_What is needed_
The result should be every line of the listing that holds the word "blurred".

_The records_
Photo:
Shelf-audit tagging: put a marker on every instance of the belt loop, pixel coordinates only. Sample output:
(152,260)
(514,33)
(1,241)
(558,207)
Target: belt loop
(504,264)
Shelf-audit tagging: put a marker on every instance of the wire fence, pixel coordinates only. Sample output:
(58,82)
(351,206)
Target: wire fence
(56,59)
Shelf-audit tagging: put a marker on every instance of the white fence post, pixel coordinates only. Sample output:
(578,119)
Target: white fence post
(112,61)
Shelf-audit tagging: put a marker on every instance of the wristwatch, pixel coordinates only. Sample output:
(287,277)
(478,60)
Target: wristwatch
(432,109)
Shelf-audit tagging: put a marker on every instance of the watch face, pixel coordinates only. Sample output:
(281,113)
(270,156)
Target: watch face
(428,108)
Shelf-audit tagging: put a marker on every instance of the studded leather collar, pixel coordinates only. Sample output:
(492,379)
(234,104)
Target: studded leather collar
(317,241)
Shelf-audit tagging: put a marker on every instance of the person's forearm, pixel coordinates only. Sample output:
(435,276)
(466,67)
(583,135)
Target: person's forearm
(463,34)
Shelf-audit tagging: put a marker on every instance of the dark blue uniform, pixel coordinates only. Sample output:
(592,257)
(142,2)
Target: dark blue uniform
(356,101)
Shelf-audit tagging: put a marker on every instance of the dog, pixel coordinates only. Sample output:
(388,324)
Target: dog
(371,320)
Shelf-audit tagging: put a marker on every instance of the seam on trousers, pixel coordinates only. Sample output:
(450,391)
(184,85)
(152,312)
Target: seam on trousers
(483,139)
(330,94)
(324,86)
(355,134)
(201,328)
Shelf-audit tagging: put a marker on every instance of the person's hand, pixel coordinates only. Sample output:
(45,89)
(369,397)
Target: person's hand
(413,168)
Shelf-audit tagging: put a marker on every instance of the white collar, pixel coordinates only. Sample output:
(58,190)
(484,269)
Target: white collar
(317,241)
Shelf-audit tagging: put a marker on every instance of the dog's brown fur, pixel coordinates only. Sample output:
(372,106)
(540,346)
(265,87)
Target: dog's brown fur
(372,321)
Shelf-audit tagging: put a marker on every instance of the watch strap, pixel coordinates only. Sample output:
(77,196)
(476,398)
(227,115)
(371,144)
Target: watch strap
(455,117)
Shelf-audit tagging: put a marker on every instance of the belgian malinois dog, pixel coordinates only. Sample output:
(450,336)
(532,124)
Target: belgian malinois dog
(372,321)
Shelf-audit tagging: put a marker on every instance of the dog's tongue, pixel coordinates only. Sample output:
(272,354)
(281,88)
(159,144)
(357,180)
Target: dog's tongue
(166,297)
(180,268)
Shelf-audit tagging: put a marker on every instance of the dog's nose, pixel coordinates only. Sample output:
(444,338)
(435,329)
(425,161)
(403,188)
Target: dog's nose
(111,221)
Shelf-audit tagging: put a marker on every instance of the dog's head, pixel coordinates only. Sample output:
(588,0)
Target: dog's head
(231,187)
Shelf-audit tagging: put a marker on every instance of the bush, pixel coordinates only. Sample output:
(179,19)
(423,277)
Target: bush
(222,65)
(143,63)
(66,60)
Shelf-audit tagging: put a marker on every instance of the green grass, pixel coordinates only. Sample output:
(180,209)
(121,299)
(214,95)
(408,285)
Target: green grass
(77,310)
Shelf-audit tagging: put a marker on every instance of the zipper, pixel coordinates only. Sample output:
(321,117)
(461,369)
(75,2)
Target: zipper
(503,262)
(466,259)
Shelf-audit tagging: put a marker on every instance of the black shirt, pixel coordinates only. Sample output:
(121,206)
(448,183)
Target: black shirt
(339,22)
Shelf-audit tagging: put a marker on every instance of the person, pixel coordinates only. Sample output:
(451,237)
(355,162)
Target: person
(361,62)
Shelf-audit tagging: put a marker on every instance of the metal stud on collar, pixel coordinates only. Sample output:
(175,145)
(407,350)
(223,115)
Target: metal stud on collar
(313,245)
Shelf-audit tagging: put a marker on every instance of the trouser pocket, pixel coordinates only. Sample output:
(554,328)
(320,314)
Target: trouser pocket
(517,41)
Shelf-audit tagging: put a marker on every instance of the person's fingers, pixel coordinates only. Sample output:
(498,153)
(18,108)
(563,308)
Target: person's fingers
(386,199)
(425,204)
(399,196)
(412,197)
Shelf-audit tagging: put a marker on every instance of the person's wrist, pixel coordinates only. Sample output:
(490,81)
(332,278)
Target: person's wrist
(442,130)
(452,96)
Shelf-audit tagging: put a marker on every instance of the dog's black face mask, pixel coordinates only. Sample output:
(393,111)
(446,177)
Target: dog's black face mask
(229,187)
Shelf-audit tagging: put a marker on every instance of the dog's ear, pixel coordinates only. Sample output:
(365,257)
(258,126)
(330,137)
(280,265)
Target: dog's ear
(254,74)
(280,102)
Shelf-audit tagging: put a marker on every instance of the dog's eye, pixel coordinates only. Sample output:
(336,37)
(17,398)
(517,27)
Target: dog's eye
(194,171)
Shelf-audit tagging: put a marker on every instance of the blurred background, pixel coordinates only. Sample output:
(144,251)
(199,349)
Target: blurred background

_Solution to the problem_
Shelf-audit tagging: put a marker on every instance of the blurred background, pixel coordinates only. Sample output:
Target: blurred background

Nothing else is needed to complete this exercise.